| PROBLEM TO SOLVE |
Go through the entries and copy every line that has the string "spider" in it.

| TASK INPUTS |
***

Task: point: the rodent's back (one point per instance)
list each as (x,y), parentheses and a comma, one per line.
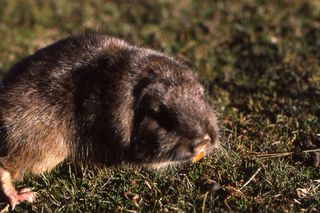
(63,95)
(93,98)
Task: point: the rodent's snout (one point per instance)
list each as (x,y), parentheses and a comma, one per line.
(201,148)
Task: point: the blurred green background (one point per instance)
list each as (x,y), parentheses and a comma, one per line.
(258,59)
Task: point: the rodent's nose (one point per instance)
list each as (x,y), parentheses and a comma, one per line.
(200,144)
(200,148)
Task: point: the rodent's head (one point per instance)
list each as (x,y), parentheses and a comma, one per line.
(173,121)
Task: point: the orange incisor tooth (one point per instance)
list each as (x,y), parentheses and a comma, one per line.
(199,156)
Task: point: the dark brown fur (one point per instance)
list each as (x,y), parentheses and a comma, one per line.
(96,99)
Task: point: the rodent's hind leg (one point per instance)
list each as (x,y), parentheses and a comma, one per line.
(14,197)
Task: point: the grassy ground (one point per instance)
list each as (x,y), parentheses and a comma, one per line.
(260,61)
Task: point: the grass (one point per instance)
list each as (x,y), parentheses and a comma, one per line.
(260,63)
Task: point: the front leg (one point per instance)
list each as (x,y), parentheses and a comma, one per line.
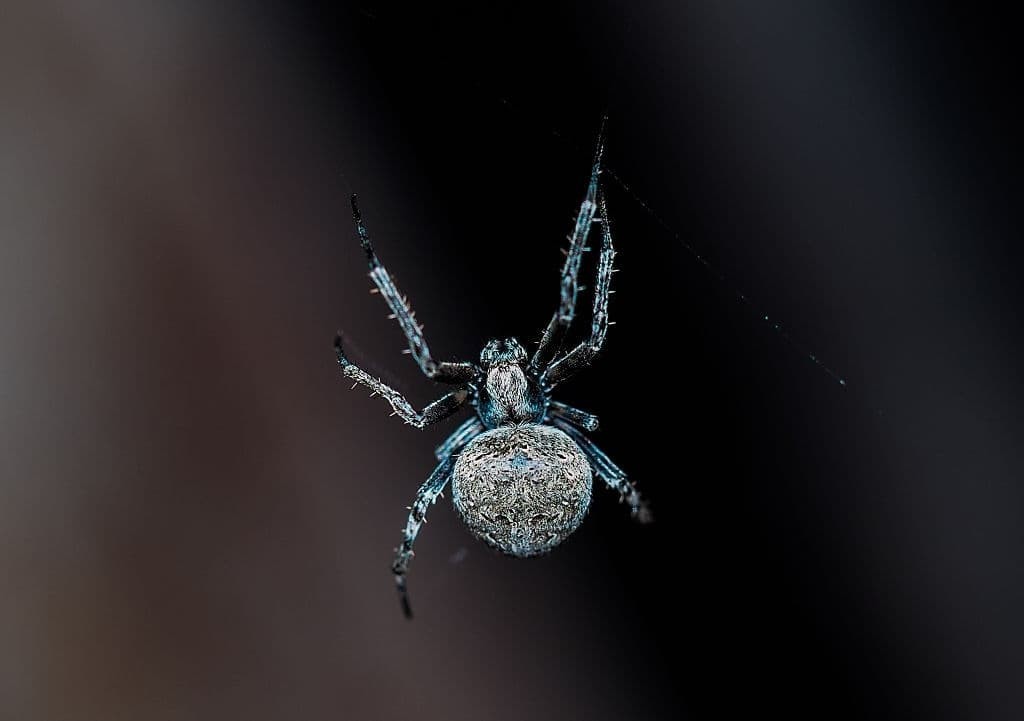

***

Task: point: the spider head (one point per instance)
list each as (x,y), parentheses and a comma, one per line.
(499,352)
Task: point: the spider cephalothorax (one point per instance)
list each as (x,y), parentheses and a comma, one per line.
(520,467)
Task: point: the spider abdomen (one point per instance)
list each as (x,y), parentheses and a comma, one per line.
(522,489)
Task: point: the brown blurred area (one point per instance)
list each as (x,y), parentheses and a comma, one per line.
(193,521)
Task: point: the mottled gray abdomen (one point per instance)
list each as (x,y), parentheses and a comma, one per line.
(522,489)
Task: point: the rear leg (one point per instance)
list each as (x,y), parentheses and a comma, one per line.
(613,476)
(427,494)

***

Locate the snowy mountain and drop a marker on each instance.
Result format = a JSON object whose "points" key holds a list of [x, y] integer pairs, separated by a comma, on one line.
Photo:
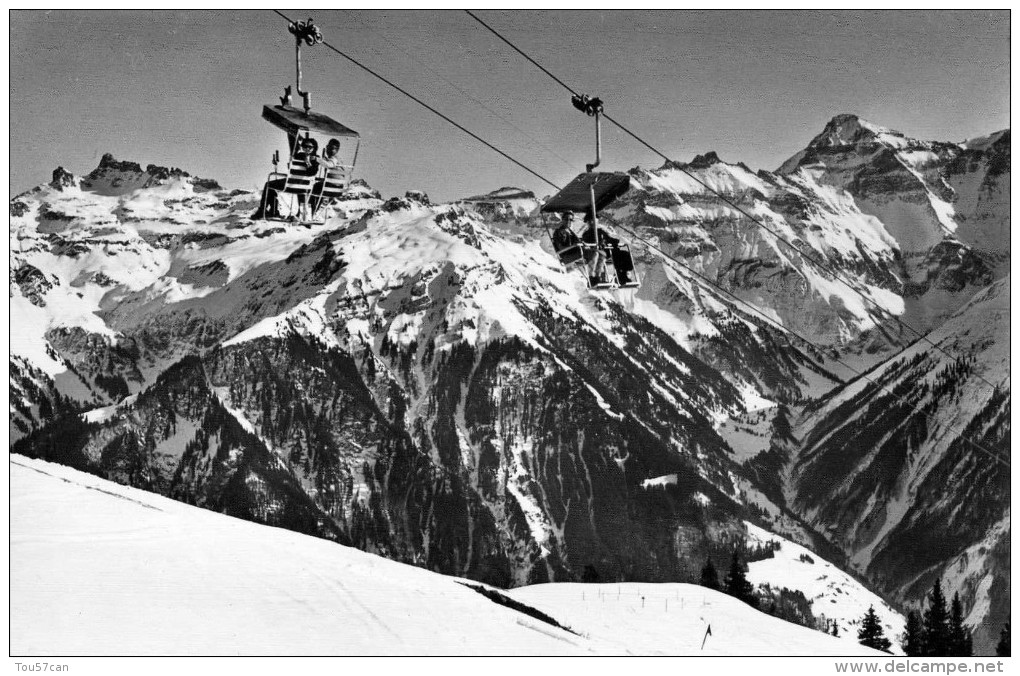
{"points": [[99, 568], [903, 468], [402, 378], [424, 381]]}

***

| WORKED SOLUTION |
Task: point: the spider head (one point per instance)
Task: point: the spider cephalothorax (one point per instance)
Task: point: the spider abdomen (one point per instance)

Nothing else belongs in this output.